[Records from a dataset]
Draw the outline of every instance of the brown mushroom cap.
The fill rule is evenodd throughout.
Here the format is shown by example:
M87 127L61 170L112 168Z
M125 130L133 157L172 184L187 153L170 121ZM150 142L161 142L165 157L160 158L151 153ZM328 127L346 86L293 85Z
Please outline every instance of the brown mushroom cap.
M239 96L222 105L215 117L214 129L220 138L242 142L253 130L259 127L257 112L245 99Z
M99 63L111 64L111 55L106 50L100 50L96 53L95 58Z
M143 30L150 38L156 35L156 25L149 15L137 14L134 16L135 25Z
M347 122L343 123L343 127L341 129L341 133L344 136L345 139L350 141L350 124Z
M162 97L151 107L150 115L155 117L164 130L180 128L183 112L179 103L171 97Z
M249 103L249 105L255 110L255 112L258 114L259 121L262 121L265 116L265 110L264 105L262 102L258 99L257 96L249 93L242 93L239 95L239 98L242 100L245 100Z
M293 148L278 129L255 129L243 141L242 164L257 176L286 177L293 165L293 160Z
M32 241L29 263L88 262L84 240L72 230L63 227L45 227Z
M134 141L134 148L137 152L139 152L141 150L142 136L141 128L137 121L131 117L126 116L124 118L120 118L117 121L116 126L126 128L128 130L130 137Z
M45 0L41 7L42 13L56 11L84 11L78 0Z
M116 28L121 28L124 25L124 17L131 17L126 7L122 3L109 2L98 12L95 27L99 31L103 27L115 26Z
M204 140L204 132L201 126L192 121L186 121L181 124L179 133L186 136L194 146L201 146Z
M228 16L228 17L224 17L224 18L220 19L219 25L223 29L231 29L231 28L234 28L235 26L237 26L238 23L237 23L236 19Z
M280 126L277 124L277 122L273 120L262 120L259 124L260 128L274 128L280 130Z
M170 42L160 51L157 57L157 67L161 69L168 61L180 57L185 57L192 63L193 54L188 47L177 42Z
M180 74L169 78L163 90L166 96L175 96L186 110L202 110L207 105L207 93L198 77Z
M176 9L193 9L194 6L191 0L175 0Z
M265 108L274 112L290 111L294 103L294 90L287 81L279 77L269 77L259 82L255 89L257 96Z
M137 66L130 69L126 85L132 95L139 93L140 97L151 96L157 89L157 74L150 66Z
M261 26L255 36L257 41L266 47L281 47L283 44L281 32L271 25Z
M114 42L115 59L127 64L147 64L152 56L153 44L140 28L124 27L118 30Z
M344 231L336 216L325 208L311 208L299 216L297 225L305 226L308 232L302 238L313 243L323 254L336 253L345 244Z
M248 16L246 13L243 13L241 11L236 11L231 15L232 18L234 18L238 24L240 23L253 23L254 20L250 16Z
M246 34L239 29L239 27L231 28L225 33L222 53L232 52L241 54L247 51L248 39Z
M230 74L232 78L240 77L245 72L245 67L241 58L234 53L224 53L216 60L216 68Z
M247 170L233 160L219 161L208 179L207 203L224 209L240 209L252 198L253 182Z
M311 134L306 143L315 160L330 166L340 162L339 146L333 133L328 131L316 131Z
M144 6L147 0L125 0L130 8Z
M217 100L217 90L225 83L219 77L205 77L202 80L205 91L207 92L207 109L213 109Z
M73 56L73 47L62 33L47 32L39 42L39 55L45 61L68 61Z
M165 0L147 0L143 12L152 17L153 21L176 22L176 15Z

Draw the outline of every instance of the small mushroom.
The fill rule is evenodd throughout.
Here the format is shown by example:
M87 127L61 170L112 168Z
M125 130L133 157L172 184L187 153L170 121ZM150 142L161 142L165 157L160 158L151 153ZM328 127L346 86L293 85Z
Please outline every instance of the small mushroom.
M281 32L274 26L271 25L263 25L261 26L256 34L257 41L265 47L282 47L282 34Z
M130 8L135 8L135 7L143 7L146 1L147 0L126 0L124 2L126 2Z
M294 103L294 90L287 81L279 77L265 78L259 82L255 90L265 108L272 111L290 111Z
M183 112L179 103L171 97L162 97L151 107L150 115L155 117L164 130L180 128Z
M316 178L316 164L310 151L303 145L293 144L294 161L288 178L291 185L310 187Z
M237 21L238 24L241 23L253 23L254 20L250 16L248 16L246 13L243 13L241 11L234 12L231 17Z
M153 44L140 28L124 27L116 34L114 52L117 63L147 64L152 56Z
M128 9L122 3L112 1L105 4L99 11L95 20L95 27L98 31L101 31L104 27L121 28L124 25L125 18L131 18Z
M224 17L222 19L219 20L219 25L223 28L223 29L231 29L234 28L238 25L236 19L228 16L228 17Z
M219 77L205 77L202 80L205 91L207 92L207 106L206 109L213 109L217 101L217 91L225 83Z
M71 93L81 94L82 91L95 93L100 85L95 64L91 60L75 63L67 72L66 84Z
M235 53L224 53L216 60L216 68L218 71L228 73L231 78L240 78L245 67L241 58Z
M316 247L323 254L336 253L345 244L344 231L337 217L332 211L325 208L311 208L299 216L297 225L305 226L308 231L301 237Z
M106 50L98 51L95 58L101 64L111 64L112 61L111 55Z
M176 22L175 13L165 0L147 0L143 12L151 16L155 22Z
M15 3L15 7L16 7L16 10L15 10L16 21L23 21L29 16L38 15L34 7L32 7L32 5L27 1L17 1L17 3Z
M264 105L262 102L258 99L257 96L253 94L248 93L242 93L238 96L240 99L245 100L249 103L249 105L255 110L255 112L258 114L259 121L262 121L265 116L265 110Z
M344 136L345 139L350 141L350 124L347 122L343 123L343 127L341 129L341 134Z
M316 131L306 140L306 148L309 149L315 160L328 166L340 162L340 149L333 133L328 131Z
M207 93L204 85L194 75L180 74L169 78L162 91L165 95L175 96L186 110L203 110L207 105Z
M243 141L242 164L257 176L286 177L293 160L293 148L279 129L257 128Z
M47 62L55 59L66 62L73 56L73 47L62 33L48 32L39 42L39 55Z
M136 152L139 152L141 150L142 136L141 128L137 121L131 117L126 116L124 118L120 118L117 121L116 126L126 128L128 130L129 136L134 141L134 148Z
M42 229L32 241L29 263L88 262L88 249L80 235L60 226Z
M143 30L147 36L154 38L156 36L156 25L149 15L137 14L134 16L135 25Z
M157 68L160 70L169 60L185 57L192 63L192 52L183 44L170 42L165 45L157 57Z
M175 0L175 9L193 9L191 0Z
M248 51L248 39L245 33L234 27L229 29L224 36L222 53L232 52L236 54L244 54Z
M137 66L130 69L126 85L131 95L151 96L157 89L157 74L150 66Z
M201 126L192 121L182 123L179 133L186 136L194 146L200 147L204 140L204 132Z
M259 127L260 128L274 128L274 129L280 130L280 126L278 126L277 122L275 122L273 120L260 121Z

● **TASK GOAL**: From the entries above, copy every line where the word "brown" shows up.

● **RESPONSE TO THIS EXERCISE**:
Draw the outline of every instance of the brown mushroom cap.
Please outline every instance of the brown mushroom cap.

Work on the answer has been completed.